--- INFORMATION PROVIDED ---

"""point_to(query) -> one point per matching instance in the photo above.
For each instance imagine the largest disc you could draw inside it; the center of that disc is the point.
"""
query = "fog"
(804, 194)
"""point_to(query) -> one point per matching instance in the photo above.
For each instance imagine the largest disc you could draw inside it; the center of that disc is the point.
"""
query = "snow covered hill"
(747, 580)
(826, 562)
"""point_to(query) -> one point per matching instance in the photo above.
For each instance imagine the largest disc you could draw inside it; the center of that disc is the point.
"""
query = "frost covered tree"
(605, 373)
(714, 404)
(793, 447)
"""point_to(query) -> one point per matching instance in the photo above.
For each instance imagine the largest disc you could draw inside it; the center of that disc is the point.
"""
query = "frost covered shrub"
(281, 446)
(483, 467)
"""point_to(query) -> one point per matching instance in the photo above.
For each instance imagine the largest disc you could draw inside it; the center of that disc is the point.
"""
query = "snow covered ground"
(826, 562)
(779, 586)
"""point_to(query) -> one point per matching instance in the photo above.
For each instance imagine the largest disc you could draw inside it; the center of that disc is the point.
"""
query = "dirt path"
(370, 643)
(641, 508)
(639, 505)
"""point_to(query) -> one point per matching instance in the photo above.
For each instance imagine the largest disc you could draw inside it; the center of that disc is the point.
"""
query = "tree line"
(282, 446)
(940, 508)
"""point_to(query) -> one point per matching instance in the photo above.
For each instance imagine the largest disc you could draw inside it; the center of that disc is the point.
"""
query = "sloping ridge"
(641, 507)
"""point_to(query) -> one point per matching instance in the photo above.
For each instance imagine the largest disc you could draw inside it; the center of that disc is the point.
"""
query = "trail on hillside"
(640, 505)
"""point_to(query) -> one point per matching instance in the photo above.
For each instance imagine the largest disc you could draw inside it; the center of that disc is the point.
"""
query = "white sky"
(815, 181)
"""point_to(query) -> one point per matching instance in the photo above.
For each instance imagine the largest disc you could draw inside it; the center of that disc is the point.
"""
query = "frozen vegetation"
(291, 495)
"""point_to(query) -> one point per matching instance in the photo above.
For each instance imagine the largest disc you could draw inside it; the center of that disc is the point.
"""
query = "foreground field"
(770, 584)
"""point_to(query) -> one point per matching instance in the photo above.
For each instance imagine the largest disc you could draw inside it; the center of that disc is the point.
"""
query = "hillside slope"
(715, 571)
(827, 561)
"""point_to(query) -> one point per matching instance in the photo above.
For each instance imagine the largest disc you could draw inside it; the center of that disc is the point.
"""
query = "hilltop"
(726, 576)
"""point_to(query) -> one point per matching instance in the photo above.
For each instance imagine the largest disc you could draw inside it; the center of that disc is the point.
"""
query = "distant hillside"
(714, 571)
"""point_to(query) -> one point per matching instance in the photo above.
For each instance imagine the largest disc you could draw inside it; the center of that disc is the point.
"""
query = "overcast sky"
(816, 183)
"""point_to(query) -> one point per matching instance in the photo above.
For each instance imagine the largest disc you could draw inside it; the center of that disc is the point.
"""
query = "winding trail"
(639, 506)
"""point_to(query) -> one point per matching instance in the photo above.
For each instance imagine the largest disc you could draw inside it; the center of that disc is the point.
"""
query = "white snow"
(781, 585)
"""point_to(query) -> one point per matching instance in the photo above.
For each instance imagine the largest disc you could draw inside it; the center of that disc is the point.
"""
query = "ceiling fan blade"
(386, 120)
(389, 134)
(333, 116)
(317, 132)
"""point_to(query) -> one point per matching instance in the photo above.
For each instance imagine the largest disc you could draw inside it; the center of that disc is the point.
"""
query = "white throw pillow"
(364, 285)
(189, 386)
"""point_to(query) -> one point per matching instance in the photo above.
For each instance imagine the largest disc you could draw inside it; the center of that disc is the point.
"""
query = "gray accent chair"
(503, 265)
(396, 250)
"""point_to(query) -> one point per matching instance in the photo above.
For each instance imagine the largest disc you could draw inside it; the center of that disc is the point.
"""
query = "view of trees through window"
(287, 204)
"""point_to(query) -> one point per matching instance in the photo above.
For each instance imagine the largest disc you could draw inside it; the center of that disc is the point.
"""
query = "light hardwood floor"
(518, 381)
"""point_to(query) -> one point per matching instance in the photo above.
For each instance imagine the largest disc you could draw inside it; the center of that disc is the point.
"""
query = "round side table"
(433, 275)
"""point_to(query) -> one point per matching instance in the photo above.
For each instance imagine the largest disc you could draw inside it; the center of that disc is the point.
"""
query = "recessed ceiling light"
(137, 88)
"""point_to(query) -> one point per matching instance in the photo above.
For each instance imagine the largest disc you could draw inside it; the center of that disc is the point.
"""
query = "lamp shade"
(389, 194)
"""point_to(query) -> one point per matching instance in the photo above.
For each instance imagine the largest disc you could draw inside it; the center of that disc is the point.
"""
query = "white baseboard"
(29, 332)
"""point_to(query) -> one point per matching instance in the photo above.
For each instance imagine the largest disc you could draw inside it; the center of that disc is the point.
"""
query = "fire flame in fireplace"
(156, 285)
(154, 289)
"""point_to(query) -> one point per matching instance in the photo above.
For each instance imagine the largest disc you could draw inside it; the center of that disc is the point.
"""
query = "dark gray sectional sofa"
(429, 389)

---

▶ _EXERCISE AIM_:
Go through the material above line by line and copy it exactly.

▶ _EXERCISE SOLUTION_:
"""point_to(query) -> one point per matching instance in the photo above.
For each instance imagine the largest disc you could draw inside it; the center of that disc is the point.
"""
query = "fog"
(804, 194)
"""point_to(query) -> one point per matching instance in the photo above.
For each instance imagine the largest disc you could draw inside it; the center of that disc is the point.
"""
query = "snow covered hill"
(747, 580)
(826, 562)
"""point_to(query) -> one point per matching instance in the photo above.
For each instance imagine the largest disc you could draw inside it; the center of that disc is the point.
"""
query = "frost covered tree"
(605, 373)
(714, 404)
(793, 447)
"""point_to(query) -> one point per matching instance in the photo above.
For each instance imagine the largest disc you could draw inside it; the center of that disc is the point.
"""
query = "frost covered shrub"
(281, 446)
(483, 467)
"""point_to(query) -> one point per matching instance in the photo above.
For each instance imagine the largest disc you could draw inside it; the center of that disc is the point.
"""
query = "snow covered ground"
(826, 562)
(779, 586)
"""point_to(query) -> one point per matching instance in the photo above.
For each instance imagine the largest disc you could draw inside it; the center of that disc is the point.
"""
query = "dirt path"
(370, 643)
(641, 508)
(639, 505)
"""point_to(query) -> one point per matching instance in the photo above.
For each instance imagine the largest disc you could draw inside it; the center of that disc is the point.
"""
query = "tree line"
(282, 446)
(940, 508)
"""point_to(query) -> one point per matching instance in the photo above.
For each instance imagine the largest disc you could draw inside it; the center of that disc is the point.
"""
query = "sloping ridge"
(641, 507)
"""point_to(query) -> one point per matching instance in the photo above.
For each instance imagine the largest disc you could draw inside it; the center of that disc is the point.
"""
query = "trail on hillside"
(640, 505)
"""point_to(query) -> one point per matching instance in the photo above.
For each instance imagine the largest disc you could draw inside it; the center of that disc is the point.
"""
query = "white sky"
(815, 181)
"""point_to(query) -> one point per matching instance in the photo above.
For each instance imagine the largest disc you could draw inside it; the center of that disc is the point.
"""
query = "frozen vegetation"
(291, 495)
"""point_to(query) -> one point per matching instance in the photo above.
For each instance imagine the largest disc you could draw inside it; the center of that disc is the point.
"""
query = "foreground field"
(770, 584)
"""point_to(query) -> one point per matching instance in the photo above.
For each instance imagine the largest disc you could draw inside it; the center of that disc is the point.
"""
query = "hillside slope"
(715, 571)
(827, 561)
"""point_to(query) -> one point per matching instance in the photo above.
For each instance imagine the largest disc you could draw inside it; the center of that disc is the point.
"""
query = "hilltop"
(726, 576)
"""point_to(query) -> one point per matching instance in the photo above.
For each instance imagine the largest disc you could draw inside it; the center of that disc is the point.
"""
query = "distant hillside"
(714, 571)
"""point_to(query) -> one point per matching instance in the photo above.
For each instance imagine the largest disc you could draw inside it; the center of that disc is the point.
"""
query = "overcast sky"
(816, 183)
"""point_to(query) -> one point per matching instance in the photo above.
For each instance imagine the largest disc you could draw inside it; the center of that disc is the point.
"""
query = "winding trail"
(639, 506)
"""point_to(query) -> one point per matching instance in the photo above.
For each instance imagine the largest disc you could draw inside it; the center of that disc is the point.
"""
query = "white snow"
(781, 585)
"""point_to(query) -> one point per matching instance in the photo above.
For each instance imagine the largest disc you could draw inside it; the center of that disc is the point.
"""
query = "ceiling fan blade"
(386, 120)
(389, 134)
(333, 116)
(317, 132)
"""point_to(query) -> one point per matching instance in the photo above.
For each instance imagine the largest disc you could draw inside it; the center of that disc is the point.
"""
query = "white throw pillow"
(364, 285)
(189, 386)
"""point_to(query) -> one point per matching instance in the photo above.
For each instance imagine the largest disc you could draw inside it; the center of that disc is the point.
"""
query = "gray accent chair"
(503, 265)
(396, 250)
"""point_to(query) -> one point per matching instance in the photo above.
For each instance imagine the largest disc you could draw inside it; the center of that disc is the point.
"""
query = "view of trees through window"
(287, 204)
"""point_to(query) -> one point per matching instance in the photo above.
For each instance imagine the largest disc you could draw inside it; the center of that disc is the point.
"""
query = "light hardwood floor"
(518, 381)
"""point_to(query) -> one point per matching instance in the photo above.
For each instance imagine the largest disc you could draw inside it; the center of that disc is the point.
"""
query = "round side table"
(433, 275)
"""point_to(query) -> one point per matching instance in the photo above.
For each instance imagine the largest disc you could draw inside it; the center of that disc is the point.
"""
query = "recessed ceiling light"
(137, 88)
"""point_to(query) -> one point per matching instance in the photo above.
For each instance imagine the largest disc you could draw inside it; the center of that disc is the point.
"""
query = "lamp shade"
(389, 194)
"""point_to(query) -> one point per matching instance in the photo above.
For each instance imagine the largest disc you could draw inside it; the center of that disc is the point.
"""
query = "white baseboard"
(29, 332)
"""point_to(query) -> one point per matching instance in the photo above.
For each instance imagine the largest disc you could draw inside it; the center of that disc is the point.
"""
query = "fire flame in fireplace"
(156, 285)
(154, 289)
"""point_to(query) -> one point per matching instance in the photo above.
For each instance imagine the largest disc you could draw inside it; the center of that disc is the point.
"""
query = "dark gray sectional sofa"
(429, 389)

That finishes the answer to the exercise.